┌──
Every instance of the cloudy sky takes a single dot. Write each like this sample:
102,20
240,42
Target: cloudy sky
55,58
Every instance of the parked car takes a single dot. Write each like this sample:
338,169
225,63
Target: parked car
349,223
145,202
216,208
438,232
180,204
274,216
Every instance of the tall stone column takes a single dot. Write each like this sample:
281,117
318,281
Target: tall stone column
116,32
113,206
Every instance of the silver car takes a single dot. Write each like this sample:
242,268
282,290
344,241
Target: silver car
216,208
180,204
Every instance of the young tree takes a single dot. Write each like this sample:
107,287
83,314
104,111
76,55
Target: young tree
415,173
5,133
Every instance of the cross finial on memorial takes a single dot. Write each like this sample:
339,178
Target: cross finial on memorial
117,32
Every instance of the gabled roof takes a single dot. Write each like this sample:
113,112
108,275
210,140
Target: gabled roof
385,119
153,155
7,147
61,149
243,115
└──
• Instructions for the task: Rewrite every line of the entries above, switching "a single dot" to "one point" and keeping everything else the same.

• Output for this exercise:
Every instance of the cloudy sky takes one point. Write each like this sample:
102,20
240,42
Target: cloudy sky
55,58
Every instance of the parked car takes one point. Write each like this sample:
338,169
225,63
Target: parked car
349,223
145,202
216,208
438,232
180,204
274,216
Every instance of the tall stone column takes one point. Write each like this sample:
281,117
318,281
Target: tall stone column
116,32
113,206
Every instance of the silver car takes one point. Write each like this sample:
242,268
282,290
344,241
Target: silver car
216,208
180,204
Every instance of the young tree takes one point. Write each like this sample:
107,287
83,314
104,111
76,55
Target: young tree
415,173
5,133
Every instance of the cross finial on memorial takes one point. Write each like this sample:
339,178
Target: cross finial on memorial
117,32
Every instance of the gabled roof takes one point. Write each like this sample:
113,112
108,275
210,140
Target: gabled roof
385,119
153,155
7,147
61,149
243,115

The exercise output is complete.